◆ Task to complete:
Reproduce each of the following items verbatim, leaving out the pictures.

◆ Given entries:
************

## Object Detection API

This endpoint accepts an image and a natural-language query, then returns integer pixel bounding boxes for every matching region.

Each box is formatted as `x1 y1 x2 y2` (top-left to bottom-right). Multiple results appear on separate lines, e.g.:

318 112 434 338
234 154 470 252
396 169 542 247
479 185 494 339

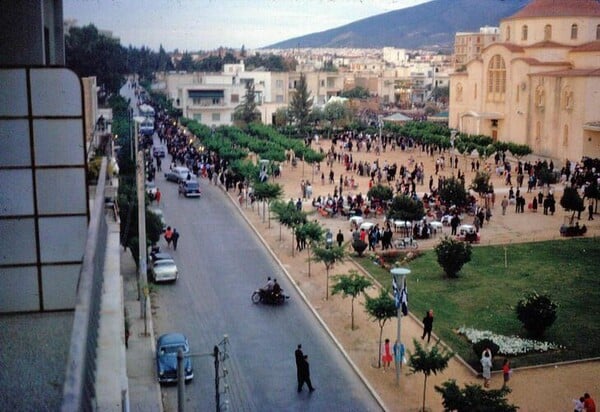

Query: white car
150 259 179 283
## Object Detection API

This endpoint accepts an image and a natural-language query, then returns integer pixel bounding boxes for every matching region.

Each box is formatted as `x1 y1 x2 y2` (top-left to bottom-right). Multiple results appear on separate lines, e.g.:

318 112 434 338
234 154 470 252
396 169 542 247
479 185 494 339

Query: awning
460 110 504 120
188 90 224 99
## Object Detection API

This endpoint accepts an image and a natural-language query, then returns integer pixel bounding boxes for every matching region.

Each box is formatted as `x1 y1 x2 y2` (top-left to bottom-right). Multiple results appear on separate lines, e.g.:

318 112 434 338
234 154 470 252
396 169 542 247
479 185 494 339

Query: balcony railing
61 157 108 412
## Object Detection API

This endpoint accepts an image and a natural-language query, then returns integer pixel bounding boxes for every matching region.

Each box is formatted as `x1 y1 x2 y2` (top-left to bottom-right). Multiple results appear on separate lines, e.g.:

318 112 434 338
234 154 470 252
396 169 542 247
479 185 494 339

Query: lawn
356 238 600 369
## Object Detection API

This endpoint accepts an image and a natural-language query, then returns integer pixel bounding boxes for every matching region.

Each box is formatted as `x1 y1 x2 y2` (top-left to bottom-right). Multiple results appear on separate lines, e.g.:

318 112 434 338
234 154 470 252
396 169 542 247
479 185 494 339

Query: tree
469 172 490 197
560 186 585 225
296 220 323 277
233 82 260 127
434 235 472 278
290 73 313 130
438 176 469 209
254 183 283 227
365 289 398 368
435 379 519 412
331 270 373 330
313 245 346 300
408 338 454 411
515 292 558 337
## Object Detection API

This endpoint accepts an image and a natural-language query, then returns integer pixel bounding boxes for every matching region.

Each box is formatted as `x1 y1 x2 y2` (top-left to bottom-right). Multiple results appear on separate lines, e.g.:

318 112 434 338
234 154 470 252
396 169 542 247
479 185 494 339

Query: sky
63 0 431 51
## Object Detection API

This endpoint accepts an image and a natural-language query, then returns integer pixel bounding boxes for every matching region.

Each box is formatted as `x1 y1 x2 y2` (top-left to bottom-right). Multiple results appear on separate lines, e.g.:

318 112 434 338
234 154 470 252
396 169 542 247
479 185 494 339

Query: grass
356 238 600 368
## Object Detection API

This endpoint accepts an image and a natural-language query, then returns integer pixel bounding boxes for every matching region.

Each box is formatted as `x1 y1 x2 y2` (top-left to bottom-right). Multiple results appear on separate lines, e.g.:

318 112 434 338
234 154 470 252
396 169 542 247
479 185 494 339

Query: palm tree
331 270 373 330
408 339 454 412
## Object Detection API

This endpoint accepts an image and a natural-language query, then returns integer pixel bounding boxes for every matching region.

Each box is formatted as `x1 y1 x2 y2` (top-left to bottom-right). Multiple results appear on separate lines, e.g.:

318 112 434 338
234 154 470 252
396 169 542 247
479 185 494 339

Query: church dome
504 0 600 20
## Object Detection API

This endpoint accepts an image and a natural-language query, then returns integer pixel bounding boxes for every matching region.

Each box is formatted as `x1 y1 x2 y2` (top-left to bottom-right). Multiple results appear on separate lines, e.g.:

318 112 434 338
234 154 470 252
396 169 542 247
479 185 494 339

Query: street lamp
133 116 148 335
390 268 410 385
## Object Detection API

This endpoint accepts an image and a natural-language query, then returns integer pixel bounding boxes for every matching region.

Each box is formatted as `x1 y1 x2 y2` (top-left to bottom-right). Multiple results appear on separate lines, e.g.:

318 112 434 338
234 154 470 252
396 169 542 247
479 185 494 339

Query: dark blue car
156 333 194 383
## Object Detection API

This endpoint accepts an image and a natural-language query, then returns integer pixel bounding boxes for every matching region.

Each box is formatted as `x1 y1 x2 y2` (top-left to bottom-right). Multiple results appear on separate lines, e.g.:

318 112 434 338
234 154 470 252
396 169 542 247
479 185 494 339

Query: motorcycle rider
271 279 281 297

************

◆ Solution for this problem:
## Object Detection API

This endpoint accepts an image and a natural-language query, then returns integer pixel bounding boxes for every matching region.

Each box is formatted as `x1 y1 x2 y2` (top-left to bottom-right). Multiple results appear on separate lines, e.g.:

318 112 434 338
234 154 470 252
396 169 542 247
479 185 494 339


Query: white car
150 259 179 283
## Object Detection API

This endpoint accepts an image and a natural-language query, then returns integer pixel bounding boxes for every matching region.

Each box is formatted as `x1 y1 x2 y2` (top-left to bottom-right). Multiple results appear on separate lines, e.g.:

318 112 434 338
234 154 470 252
396 169 542 247
479 185 494 339

Query: awning
460 110 504 120
188 90 224 99
## Object Detection API

This endpoint accepts an image and a natural-language query, then returns integer pixel bounding boxes for every matching region.

Each box is formatted as `x1 y1 x2 y2` (top-left to bottom-right). Multiple results appear on separate lines, e.g.:

318 112 434 338
234 154 470 252
396 169 542 247
479 185 494 339

Query: balcony railing
61 157 108 412
## Object Detection API

This endpoint accepts an image and a natural-language query, then returns integer pixel bounding boxes for every matching region.

Each box is formatted as `x1 y1 x2 y2` (top-left to bottom-right). Multiple results appear on separate lines, e.g.:

318 112 434 338
234 154 470 252
396 169 542 247
479 185 494 339

Query: lawn
356 238 600 369
## Object Detection API

This endpoint accepts an image and a natural-language query, then returns integer pixel bounding boxes for every matching region.

Each box is formatted as `x1 y1 x2 y2` (top-left to bottom-right). Multiple results appear on separate lines, e.g.:

318 112 434 338
234 154 470 252
396 169 542 247
479 185 494 339

Query: tree
469 172 490 197
560 186 585 225
296 220 323 277
233 82 260 127
434 235 472 278
290 73 313 130
438 176 469 209
254 183 283 227
365 289 398 368
435 379 519 412
331 270 373 330
313 245 346 300
408 338 454 411
515 292 558 337
## Object Detection API

This endpoint accepts an image and a natural-language query, then returns integer pixel bounding boxes for every matching region.

Each box is formatted as `x1 y1 x2 y2` (top-left to bottom-right). Multiple results appear on separate lines, e.g.:

318 112 434 338
234 154 470 252
396 169 542 247
479 185 494 339

Query: sky
63 0 431 51
## Object Detection API

This endpoint accepts an image and a natural-language query, then returns integer pixel bounding boxes for every matching region.

Each box is formatted as `x1 y1 x2 y2` (top-left to bottom-right). Multiple results appear on separate lines, e.g.:

318 112 434 338
234 154 470 252
396 169 542 247
479 185 494 339

Query: grass
356 238 600 368
## Object Detection API

This endpoint accepts an image and a natural-language query, then returns integer pixel bounding boxes for every matching region.

Each box is formatted as `x1 y1 x2 y2` (top-left to bottom-right). Multiple results appear on separate lines, e.g.:

318 112 434 338
234 154 470 252
396 169 542 247
479 185 494 339

Query: palm tree
331 270 373 330
408 339 454 412
## Object Detection API

This endpoint accepts an image and a natural-language query, then returns integer pixel bounding boxes for every matching region.

Each box is formatted as `x1 y1 x2 y2` (top-left to bottom-right). Multiple results appear on separate lines, e.g.:

318 112 434 338
234 154 470 252
396 169 542 247
479 185 494 339

Query: church dome
504 0 600 20
## Object Detection API

This endpoint accepts an image and a natural-language query, then returns integer pixel bounding boxes for every matching region.

Each box is formatted as `x1 y1 x2 y2` (top-left to bottom-right). Multiple results appear on separate lines, e.g.:

318 112 434 338
234 154 470 252
396 169 542 247
479 185 494 339

Query: street lamp
133 116 148 335
390 268 410 385
## Object Detection API

This endpoint accepts an image and a natural-language query, then returns integer pixel bounding boxes for every matching region.

Each box is formatted as `x1 y1 x2 y2` (top-left to bottom-right). Multiple results appear on separate lines, e.g.:

318 112 434 338
234 154 470 252
396 169 542 247
479 185 494 339

Query: dark blue car
156 333 194 383
## Object Detection API

This endpoint accepts an image and a natural-language query, then returns integer pixel bounding boxes for every matching region.

Each box is formatted as `x1 y1 x2 y2` (top-left to bottom-right). Multiple results appear on separate lines, e.g.:

318 112 434 338
234 154 470 252
396 169 542 247
479 185 494 339

Query: motorcycle rider
271 279 281 297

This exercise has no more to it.